:: Pointing records for named objects ::
━━━━━━━━

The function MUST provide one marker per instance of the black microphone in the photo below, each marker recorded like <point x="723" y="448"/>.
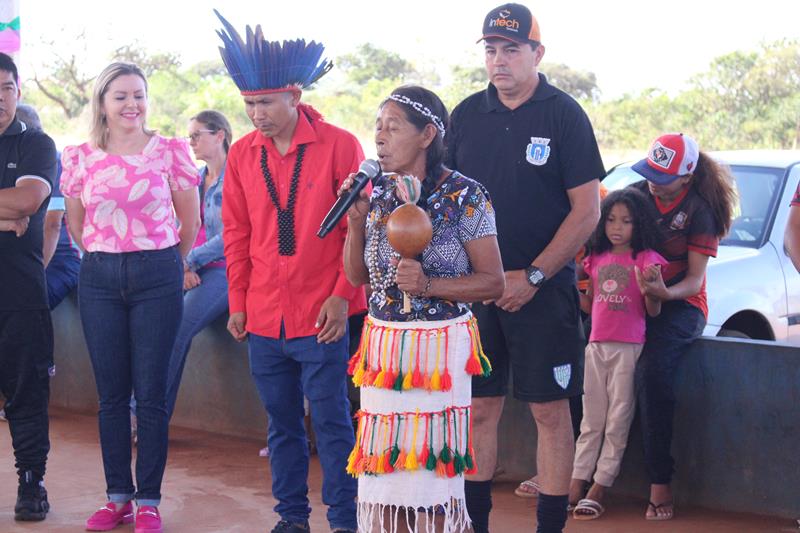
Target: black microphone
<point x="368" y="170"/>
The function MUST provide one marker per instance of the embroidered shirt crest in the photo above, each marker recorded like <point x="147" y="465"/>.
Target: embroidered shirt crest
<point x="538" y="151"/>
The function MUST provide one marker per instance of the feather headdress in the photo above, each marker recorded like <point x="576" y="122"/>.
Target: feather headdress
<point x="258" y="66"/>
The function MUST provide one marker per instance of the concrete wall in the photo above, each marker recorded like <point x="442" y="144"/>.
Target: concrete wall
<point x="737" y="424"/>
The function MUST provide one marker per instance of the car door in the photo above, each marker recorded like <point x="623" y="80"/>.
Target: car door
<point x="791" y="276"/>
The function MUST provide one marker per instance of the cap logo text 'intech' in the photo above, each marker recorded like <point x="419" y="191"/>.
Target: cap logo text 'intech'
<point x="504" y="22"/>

━━━━━━━━

:: Aim of the task ::
Copy all of the items above word for word, leaving out the pictures.

:: Finished exercise ::
The function MUST provide one marker per instance of the black microphone in the photo below, each marker recorded like <point x="723" y="448"/>.
Target: black microphone
<point x="368" y="170"/>
The function MUST provide one marker per instance of the embroidered shirt crest in the photo above, each marker recorded like <point x="147" y="465"/>.
Target: embroidered shirt crest
<point x="538" y="151"/>
The function MUST provide one marker per instance of the feather headdress in the photo above, each marker recorded like <point x="576" y="122"/>.
Target: feather headdress
<point x="258" y="66"/>
The function MUST provide one marker per instance of the concrete wall in the photo above, each marker recorded like <point x="442" y="144"/>.
Target: concrete wall
<point x="737" y="424"/>
The function MUST provide one marker per instance of the car door in the photo above, each marker recorded like <point x="623" y="80"/>.
Target: car door
<point x="791" y="276"/>
The function MUST provide one marker per instance of the cap logo text 'intech' in the photo above, each marker recorded like <point x="419" y="191"/>.
Target: cap logo text 'intech'
<point x="504" y="22"/>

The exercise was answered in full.